Aim of the task
Pick out each line of the material below that contains the word "garment" and copy those lines without any changes.

Supplied information
※
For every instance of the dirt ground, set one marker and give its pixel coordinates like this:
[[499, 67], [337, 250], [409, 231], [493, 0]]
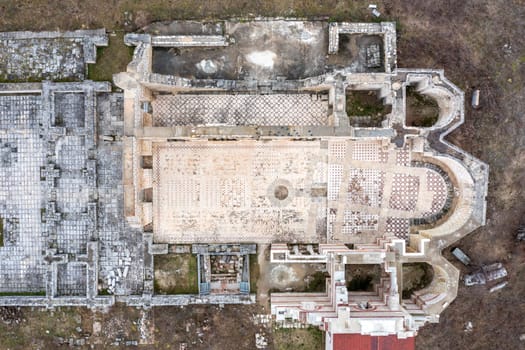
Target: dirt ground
※
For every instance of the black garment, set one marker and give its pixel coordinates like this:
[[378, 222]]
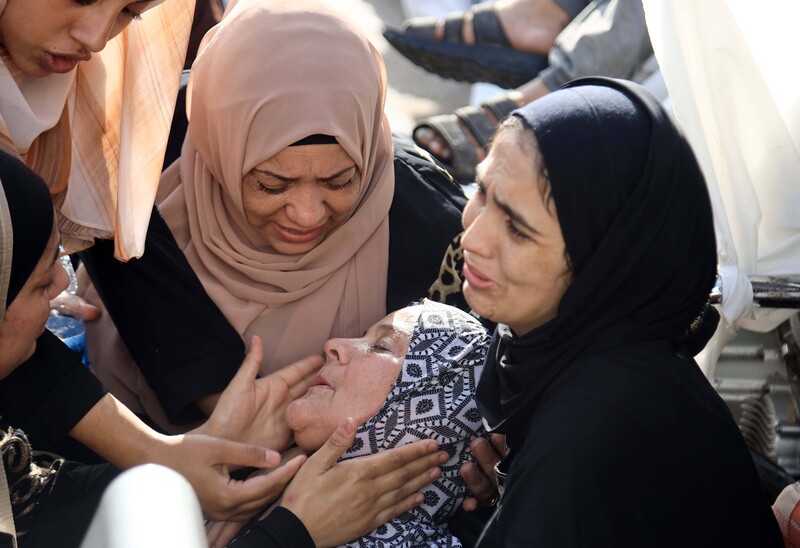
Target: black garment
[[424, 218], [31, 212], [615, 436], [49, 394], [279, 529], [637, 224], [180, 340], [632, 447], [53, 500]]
※
Answer below
For every instance of the black garment, set one marker and give its pixel coordinates like this:
Target: black garment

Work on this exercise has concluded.